▸ **The request**:
Copy out the stretch of the listing below from the line containing "Look at the photo above. For each instance of the mown" through the end of the listing, word for word and with nothing else.

START Raw records

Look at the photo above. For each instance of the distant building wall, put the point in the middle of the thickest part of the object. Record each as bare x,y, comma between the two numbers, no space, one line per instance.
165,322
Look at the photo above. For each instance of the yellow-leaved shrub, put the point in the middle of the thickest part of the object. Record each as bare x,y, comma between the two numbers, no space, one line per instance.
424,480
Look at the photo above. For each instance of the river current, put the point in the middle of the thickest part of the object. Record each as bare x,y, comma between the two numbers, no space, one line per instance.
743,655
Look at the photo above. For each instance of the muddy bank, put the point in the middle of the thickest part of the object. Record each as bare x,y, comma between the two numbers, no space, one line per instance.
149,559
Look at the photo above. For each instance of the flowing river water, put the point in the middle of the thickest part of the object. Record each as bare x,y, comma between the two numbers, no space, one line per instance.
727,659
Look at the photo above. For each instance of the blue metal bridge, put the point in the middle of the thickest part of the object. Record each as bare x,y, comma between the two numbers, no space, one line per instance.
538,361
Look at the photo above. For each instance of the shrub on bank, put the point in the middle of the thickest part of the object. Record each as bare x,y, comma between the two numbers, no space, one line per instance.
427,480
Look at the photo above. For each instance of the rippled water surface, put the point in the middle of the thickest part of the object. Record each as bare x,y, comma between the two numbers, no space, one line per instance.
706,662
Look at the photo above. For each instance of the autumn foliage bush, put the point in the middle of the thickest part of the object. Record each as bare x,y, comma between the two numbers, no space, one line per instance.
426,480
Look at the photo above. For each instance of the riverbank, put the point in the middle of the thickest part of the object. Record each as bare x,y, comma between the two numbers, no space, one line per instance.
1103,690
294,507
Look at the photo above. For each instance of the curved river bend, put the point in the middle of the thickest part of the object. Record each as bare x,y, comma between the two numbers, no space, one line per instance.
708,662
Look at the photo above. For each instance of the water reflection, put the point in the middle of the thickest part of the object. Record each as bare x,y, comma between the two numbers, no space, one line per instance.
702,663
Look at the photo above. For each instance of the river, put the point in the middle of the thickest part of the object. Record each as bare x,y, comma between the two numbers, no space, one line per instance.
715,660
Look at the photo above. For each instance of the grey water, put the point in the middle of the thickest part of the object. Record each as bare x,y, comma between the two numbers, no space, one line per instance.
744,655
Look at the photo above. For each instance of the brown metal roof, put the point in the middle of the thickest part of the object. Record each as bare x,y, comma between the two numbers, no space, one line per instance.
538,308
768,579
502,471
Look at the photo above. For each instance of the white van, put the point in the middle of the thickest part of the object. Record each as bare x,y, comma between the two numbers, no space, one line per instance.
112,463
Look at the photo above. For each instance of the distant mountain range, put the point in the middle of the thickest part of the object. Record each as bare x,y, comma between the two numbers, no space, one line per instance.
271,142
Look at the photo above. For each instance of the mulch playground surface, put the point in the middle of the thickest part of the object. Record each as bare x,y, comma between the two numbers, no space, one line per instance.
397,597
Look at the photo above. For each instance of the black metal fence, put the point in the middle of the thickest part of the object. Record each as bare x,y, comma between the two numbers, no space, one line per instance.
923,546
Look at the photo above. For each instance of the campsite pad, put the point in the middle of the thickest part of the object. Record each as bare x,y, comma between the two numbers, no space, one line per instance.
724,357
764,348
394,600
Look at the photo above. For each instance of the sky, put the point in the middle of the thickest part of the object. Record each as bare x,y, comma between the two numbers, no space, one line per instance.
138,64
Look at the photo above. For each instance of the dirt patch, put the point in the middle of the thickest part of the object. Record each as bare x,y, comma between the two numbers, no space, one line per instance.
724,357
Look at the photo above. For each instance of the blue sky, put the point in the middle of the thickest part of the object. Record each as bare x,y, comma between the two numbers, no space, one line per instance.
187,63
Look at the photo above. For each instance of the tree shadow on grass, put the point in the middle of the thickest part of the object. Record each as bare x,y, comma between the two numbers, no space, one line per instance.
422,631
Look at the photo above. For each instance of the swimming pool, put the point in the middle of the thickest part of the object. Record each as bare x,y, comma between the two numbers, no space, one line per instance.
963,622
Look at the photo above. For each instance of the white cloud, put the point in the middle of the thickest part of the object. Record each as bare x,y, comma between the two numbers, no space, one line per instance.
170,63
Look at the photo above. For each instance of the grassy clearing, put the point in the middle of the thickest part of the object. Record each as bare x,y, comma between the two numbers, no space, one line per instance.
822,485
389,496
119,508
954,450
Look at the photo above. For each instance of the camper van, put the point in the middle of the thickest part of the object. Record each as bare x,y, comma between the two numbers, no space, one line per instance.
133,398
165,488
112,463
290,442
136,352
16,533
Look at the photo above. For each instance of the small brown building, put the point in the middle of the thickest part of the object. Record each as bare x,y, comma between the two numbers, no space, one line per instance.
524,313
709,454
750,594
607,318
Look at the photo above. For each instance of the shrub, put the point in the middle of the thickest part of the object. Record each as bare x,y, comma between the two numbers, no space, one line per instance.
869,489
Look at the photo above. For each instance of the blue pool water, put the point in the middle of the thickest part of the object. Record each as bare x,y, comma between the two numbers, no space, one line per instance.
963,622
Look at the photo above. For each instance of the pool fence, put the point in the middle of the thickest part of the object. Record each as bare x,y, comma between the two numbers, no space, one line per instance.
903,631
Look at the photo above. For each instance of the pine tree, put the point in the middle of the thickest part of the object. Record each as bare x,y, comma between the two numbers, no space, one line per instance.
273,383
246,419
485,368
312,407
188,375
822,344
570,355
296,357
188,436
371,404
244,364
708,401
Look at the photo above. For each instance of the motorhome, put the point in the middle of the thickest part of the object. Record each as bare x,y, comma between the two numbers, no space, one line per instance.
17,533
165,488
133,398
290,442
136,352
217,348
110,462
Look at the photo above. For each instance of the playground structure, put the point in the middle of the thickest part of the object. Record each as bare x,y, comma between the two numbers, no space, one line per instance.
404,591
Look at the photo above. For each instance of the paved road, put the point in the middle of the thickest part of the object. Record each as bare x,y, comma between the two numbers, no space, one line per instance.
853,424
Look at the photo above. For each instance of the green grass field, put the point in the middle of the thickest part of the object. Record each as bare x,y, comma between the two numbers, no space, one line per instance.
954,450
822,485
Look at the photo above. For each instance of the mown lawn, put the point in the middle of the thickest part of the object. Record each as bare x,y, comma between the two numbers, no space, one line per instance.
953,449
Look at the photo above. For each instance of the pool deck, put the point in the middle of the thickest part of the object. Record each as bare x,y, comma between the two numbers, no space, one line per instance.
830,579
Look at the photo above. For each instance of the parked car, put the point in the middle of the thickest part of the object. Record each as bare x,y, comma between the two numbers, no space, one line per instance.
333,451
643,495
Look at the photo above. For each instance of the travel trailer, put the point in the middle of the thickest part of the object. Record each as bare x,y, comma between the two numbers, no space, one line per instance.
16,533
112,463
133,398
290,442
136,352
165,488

END Raw records

▸ **Problem solution**:
Look at the photo above. For each instance of the mown lawn, put the point in the middle of the thickest part of the object. Record each as bare x,y, comma between the two numbers, no space, one line per instance.
953,449
Look at the photo above. For each instance of the pool deck, put the point in the middle of the thickest part of the object. Record each as bare x,y, comma between the two numbers, no space, one line per instance.
830,579
Look at the photo above. For each instance of the parked car, put the point in the middle of the thickest part of the object. Record each as bare x,y, comma between the two numbers, no space, one line per instance.
333,451
643,495
Look at the photo above. For each instance of the travel trailer, put the point in the middle of the thickest part of the object. Record each as bare x,y, comma between the two numbers, no space, one line per instance.
16,533
112,463
133,398
290,442
136,352
165,488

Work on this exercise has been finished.